Rewrite the stretch of records from the line containing "TARGET = beige building" through the end of the records, replacing "innermost" with "central" and leaving everything else unchanged.
::::
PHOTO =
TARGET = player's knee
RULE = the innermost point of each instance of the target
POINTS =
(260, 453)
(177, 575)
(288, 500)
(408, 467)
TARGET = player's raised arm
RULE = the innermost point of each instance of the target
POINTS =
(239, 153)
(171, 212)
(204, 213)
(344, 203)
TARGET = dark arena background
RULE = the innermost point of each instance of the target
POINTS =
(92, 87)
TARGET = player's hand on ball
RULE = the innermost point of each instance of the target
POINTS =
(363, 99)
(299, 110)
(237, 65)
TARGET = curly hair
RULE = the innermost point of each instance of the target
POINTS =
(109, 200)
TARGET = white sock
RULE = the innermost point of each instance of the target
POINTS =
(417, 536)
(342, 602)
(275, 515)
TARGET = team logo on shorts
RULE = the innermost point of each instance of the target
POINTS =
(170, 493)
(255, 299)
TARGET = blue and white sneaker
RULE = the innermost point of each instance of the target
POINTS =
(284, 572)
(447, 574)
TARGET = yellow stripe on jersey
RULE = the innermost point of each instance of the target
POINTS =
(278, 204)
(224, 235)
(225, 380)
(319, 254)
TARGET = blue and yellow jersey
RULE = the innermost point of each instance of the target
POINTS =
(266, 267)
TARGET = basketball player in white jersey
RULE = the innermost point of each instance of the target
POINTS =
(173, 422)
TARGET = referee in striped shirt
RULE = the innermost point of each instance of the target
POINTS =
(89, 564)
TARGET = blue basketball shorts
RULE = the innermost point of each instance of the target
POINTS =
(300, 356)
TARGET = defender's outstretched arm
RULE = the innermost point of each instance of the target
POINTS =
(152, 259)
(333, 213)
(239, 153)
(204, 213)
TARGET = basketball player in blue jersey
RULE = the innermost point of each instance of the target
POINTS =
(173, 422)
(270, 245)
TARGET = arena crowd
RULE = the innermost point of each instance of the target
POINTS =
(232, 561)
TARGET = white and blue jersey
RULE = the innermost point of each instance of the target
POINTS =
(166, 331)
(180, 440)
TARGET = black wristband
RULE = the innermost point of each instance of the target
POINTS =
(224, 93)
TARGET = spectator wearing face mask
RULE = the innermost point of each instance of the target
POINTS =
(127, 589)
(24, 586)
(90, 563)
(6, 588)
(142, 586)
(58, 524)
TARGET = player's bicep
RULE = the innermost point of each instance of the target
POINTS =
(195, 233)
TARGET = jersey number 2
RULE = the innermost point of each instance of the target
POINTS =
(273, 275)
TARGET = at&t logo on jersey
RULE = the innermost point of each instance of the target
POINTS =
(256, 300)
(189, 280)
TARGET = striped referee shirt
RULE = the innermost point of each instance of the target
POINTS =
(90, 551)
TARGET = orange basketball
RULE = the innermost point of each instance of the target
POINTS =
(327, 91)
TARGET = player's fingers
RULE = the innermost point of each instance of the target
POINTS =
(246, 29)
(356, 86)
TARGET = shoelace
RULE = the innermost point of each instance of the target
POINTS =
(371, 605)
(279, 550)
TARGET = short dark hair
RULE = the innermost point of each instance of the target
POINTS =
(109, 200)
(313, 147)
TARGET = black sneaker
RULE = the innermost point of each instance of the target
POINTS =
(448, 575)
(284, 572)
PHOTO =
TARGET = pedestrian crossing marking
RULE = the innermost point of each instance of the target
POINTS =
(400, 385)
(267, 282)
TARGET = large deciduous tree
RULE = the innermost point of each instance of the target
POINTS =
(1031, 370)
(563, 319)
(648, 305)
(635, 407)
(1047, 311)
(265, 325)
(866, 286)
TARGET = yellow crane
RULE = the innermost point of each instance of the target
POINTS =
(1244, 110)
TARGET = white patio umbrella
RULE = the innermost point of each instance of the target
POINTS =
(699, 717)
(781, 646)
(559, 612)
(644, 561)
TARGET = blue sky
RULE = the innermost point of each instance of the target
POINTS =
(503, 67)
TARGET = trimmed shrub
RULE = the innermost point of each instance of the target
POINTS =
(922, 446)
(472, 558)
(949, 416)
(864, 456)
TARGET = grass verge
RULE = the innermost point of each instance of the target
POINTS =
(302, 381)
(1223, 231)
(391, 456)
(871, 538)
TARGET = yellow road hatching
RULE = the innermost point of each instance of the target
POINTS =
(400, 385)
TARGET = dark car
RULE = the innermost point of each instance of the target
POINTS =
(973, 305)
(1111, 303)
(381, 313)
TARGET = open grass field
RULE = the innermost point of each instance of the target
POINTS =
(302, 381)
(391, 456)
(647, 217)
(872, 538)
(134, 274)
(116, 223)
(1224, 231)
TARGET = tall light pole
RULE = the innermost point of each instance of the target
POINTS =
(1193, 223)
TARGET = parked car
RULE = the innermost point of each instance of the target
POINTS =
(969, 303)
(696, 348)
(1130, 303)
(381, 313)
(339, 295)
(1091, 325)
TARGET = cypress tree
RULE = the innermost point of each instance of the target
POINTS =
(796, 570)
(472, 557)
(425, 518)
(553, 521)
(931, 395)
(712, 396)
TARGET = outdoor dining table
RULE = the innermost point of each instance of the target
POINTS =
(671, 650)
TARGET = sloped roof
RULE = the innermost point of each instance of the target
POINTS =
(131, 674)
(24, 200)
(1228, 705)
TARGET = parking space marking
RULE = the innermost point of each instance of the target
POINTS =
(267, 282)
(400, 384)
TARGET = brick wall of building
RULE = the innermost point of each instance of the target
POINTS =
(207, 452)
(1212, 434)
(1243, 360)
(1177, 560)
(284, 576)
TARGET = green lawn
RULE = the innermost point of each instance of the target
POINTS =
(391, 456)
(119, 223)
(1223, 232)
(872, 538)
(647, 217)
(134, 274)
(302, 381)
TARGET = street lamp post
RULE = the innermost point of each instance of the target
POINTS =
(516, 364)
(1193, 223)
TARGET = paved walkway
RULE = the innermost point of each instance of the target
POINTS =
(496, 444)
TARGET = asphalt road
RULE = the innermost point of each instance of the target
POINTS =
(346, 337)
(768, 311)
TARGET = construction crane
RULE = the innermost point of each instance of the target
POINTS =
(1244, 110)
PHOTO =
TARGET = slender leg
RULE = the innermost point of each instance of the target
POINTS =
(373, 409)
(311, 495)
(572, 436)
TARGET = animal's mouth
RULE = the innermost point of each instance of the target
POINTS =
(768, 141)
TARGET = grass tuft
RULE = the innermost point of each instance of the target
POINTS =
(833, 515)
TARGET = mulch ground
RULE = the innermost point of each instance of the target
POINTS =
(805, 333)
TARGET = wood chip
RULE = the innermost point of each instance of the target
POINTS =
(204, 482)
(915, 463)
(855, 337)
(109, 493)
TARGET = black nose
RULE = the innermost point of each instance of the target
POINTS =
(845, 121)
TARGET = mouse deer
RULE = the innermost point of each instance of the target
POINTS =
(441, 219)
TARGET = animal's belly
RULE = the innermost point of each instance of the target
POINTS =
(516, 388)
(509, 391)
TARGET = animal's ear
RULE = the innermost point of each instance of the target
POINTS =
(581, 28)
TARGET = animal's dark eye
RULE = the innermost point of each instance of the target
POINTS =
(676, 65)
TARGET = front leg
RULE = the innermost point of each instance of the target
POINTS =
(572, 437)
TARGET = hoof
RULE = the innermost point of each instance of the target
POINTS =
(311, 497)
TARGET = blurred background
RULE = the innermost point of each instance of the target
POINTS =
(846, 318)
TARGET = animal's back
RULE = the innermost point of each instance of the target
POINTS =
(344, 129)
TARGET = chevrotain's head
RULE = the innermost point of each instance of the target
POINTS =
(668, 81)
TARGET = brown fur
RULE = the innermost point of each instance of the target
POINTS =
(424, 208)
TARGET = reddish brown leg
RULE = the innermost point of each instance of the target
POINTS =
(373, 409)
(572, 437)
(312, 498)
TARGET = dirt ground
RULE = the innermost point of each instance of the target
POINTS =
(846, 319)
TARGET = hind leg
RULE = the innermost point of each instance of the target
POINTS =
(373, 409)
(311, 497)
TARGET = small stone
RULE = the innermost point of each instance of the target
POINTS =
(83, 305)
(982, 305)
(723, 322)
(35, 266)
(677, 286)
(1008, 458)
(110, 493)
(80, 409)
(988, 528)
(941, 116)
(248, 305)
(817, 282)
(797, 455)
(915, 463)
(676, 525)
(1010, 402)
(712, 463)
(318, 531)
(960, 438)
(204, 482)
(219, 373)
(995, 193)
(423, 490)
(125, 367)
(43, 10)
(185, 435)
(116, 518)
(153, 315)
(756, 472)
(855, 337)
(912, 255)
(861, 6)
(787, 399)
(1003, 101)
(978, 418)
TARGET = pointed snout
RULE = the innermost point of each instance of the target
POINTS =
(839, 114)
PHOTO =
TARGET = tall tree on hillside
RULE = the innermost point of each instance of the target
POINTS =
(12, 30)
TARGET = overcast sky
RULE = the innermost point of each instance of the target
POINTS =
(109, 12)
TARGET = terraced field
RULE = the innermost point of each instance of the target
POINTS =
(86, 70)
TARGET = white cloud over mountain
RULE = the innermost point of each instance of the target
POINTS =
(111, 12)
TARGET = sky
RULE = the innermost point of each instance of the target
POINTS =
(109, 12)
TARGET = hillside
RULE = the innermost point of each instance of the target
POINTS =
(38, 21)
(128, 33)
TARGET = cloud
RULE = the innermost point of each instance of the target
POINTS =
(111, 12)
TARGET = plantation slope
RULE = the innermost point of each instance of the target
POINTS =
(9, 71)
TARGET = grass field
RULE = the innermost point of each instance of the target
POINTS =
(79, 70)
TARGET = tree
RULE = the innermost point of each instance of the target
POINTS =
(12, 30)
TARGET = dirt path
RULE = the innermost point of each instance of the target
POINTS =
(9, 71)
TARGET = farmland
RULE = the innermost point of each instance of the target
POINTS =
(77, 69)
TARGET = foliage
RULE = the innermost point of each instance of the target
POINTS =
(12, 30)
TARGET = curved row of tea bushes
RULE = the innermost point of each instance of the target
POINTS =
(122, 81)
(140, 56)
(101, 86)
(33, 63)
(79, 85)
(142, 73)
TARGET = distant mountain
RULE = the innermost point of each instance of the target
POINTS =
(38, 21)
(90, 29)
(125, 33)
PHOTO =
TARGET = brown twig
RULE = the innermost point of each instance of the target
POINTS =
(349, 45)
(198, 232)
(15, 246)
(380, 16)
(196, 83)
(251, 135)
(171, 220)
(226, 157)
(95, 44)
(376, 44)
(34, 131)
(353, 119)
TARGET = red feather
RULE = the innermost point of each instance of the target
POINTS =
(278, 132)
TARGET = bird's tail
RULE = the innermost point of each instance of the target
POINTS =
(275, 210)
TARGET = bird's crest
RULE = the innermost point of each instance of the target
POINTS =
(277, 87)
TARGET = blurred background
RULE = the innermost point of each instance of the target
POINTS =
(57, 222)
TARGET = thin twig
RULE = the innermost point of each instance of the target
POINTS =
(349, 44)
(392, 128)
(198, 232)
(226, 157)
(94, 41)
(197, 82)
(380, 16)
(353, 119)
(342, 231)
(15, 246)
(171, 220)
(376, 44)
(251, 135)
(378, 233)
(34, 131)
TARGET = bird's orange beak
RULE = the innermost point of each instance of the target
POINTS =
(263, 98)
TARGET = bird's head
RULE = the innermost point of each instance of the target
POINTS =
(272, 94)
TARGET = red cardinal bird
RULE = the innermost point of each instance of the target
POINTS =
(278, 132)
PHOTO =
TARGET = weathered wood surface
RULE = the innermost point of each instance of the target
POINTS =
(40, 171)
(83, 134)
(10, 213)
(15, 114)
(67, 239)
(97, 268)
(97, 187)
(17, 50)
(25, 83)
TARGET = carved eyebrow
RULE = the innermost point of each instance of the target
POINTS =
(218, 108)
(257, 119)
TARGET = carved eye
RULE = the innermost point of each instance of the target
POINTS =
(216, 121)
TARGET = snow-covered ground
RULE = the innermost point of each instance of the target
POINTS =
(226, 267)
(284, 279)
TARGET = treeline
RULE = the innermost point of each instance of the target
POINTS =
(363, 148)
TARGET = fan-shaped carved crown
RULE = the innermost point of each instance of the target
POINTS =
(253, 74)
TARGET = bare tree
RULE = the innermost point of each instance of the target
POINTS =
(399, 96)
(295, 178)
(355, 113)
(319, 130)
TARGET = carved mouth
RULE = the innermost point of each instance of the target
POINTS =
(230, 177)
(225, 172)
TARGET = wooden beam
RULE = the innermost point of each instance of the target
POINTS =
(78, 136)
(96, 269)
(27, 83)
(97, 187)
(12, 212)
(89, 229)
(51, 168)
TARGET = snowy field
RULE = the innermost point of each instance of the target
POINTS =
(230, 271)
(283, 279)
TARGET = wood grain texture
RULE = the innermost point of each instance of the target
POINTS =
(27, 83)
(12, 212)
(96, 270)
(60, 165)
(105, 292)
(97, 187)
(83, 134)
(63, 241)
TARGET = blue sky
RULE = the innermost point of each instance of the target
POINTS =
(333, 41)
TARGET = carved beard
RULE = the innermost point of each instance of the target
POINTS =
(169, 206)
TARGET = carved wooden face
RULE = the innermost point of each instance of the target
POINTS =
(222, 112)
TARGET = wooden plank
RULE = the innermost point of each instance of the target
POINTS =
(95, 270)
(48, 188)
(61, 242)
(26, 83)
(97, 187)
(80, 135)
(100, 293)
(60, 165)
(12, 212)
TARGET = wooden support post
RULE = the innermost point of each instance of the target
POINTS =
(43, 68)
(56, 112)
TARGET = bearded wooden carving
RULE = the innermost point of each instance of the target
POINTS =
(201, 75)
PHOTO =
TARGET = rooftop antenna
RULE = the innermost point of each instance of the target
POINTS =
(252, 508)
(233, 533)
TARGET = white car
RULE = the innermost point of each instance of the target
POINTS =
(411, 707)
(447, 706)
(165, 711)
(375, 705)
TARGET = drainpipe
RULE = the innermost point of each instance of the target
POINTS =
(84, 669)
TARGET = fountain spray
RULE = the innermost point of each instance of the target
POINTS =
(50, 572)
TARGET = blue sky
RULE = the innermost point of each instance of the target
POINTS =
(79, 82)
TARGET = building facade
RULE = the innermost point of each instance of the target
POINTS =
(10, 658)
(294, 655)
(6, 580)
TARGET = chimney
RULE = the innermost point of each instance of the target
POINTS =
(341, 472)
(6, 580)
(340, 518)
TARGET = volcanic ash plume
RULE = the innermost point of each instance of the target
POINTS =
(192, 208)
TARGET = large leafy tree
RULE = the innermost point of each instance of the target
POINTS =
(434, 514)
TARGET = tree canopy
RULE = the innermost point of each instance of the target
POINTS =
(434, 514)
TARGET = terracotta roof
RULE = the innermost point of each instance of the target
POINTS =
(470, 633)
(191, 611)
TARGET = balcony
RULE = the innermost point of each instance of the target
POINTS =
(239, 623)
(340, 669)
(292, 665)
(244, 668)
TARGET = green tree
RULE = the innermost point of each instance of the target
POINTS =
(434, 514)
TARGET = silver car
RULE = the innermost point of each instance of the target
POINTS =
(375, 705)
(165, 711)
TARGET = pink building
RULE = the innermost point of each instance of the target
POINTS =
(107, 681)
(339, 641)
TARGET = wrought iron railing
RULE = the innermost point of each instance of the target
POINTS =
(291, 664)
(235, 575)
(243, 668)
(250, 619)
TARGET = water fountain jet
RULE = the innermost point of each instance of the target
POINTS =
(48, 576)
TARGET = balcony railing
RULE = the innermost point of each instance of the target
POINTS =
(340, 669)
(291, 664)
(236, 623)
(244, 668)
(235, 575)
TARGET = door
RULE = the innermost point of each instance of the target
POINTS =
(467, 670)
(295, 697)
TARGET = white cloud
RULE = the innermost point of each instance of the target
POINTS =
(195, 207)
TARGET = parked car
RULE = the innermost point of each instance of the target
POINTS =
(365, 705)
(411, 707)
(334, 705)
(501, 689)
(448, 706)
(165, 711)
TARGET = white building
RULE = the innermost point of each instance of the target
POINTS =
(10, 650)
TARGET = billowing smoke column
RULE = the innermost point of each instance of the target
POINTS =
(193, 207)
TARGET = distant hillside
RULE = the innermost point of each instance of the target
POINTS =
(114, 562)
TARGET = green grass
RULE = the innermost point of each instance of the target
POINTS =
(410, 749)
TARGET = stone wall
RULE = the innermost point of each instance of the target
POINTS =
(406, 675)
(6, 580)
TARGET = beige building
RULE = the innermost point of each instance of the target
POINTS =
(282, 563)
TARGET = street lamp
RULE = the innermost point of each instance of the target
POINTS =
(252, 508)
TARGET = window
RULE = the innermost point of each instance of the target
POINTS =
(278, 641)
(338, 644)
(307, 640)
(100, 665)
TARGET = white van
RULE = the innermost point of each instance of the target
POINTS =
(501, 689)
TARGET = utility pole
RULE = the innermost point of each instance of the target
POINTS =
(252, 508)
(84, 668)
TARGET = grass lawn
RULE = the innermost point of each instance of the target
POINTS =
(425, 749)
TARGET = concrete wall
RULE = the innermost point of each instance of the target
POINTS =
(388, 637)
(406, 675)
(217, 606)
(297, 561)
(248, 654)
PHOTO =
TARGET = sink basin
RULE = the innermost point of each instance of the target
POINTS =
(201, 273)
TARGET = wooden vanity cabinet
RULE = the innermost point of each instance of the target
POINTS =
::::
WRITTEN SOLUTION —
TARGET = beige building
RULE = the central point of each instance of the target
POINTS =
(282, 563)
TARGET = street lamp
RULE = the central point of each instance of the target
POINTS =
(252, 508)
TARGET = window
RULE = the central point of each instance of the target
POINTS =
(278, 641)
(338, 644)
(307, 640)
(100, 665)
TARGET = white van
RULE = the central point of each instance of the target
POINTS =
(501, 689)
TARGET = utility pole
RULE = the central point of each instance of the target
POINTS =
(252, 508)
(84, 668)
TARGET = grass lawn
RULE = the central point of each instance of the target
POINTS =
(425, 749)
TARGET = concrete wall
RULE = the central point of each instance of the target
POINTS =
(388, 637)
(406, 675)
(217, 606)
(297, 561)
(248, 654)
PHOTO =
TARGET = sink basin
RULE = the central point of each instance of the target
POINTS =
(201, 273)
TARGET = wooden vanity cabinet
RULE = the central point of each instance of the target
POINTS =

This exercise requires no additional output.